Available data:
○ ○ ○ ○
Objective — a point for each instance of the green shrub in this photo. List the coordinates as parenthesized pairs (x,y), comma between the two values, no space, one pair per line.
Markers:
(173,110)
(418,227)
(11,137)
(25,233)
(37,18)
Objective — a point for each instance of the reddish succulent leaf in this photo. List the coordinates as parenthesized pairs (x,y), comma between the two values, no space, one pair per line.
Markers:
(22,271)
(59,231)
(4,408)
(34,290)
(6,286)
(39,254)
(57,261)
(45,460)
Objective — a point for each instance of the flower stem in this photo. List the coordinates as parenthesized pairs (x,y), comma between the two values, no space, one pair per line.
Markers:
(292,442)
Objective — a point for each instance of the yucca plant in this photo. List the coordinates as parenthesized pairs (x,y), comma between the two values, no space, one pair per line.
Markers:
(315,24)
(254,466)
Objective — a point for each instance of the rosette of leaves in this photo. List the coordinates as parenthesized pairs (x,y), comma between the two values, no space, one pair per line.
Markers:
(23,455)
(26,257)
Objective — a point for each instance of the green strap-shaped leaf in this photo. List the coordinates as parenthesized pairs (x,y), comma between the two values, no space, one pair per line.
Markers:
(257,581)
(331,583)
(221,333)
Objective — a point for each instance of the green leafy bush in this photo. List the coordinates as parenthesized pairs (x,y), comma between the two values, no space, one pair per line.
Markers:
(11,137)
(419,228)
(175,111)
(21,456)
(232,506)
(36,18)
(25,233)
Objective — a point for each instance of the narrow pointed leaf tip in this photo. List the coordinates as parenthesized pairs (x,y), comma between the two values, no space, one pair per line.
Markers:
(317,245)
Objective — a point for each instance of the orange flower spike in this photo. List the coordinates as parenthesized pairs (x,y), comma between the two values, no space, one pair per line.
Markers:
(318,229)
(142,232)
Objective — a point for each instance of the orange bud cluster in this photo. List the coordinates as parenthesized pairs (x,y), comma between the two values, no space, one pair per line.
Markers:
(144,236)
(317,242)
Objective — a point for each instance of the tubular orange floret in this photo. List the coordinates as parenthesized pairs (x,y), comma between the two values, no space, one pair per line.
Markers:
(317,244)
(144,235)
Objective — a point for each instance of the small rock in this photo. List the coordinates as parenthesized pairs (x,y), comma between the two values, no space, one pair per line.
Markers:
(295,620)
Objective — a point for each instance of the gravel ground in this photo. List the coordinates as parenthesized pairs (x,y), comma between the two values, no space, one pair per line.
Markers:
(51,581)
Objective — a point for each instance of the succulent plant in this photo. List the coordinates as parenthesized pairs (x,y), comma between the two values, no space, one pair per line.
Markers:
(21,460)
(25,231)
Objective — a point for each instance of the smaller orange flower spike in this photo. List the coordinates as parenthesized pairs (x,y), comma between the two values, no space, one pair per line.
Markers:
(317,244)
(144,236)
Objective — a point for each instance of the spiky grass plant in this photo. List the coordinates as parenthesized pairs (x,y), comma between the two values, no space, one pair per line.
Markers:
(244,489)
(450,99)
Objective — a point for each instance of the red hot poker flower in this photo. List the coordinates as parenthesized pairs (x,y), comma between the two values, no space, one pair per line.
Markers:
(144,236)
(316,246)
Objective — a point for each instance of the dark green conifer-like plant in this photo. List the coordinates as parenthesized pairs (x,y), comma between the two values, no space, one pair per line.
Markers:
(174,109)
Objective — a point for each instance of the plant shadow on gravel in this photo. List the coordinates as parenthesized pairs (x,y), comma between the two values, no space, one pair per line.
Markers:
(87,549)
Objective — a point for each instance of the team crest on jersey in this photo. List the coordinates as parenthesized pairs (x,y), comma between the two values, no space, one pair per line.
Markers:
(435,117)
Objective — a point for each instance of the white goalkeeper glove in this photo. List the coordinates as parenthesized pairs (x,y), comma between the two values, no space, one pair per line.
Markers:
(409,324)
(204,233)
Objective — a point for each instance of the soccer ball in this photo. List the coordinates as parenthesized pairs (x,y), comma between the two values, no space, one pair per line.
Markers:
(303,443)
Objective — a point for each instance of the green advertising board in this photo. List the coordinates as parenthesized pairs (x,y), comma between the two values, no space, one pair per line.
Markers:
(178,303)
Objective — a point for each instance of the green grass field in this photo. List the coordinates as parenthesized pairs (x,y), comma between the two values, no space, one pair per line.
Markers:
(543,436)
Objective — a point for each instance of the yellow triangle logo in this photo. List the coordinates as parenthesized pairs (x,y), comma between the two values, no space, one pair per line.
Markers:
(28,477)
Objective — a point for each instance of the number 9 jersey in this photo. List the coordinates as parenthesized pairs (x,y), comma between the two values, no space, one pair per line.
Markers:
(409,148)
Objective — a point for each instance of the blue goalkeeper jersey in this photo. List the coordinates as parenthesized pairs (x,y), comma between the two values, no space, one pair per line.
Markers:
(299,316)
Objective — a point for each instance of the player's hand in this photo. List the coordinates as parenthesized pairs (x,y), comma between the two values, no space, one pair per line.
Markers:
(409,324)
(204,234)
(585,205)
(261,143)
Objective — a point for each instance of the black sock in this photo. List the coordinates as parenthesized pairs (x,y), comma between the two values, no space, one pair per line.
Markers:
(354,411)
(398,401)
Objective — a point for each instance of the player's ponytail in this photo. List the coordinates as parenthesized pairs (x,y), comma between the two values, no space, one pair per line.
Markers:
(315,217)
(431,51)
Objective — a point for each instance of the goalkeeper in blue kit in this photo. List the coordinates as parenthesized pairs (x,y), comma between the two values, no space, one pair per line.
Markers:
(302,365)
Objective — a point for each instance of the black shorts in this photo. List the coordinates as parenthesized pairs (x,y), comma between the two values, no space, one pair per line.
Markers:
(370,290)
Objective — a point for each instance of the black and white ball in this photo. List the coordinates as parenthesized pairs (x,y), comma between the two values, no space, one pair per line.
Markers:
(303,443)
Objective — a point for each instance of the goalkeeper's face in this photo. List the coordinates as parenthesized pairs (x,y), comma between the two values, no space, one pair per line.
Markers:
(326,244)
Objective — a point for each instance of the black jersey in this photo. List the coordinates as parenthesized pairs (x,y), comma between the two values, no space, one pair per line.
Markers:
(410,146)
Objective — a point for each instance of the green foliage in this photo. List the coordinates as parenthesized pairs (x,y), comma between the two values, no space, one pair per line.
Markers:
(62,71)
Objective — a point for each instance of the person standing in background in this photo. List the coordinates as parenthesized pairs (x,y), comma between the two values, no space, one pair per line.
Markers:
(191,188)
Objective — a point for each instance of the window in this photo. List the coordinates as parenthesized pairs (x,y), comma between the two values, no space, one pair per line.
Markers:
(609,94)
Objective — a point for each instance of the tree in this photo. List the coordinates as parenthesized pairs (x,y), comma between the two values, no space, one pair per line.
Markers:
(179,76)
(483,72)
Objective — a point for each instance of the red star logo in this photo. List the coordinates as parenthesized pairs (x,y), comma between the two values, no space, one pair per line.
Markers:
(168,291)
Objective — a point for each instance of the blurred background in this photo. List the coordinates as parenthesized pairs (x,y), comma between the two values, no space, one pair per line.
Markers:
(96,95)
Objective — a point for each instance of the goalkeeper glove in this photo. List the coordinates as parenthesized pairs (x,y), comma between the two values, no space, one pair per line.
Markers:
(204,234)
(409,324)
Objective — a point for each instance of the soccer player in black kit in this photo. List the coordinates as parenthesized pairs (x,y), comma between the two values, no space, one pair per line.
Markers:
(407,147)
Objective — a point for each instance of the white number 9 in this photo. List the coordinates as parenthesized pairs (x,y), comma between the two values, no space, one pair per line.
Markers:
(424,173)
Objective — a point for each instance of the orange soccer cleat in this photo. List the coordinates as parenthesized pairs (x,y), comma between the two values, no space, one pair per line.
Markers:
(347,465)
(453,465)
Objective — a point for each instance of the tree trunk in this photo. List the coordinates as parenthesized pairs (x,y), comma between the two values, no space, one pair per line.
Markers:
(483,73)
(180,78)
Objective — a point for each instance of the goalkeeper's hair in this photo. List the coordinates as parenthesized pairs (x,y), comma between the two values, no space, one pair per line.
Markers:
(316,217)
○ ○ ○ ○
Exercise:
Copy out the data above word for word, starting at the line that contains "Objective — a point for each instance of the orange soccer" and running through the end of the data.

The answer:
Objective — a point for each instance of the orange soccer cleat in this photo. List the coordinates as parenthesized pairs (x,y), comma between the two values, no space, one pair per line.
Markers:
(347,465)
(453,465)
Objective — a point for each instance of the tree trunk in this photo. List the coordinates as parenthesized pairs (x,y), comma between the two values, no space, one pair per line.
Markers:
(483,73)
(180,78)
Objective — a point for each instance of the goalkeeper's hair in this photo. List the coordinates as parenthesized pairs (x,y), comma between the two values, no space, one pair per line.
Markers:
(316,217)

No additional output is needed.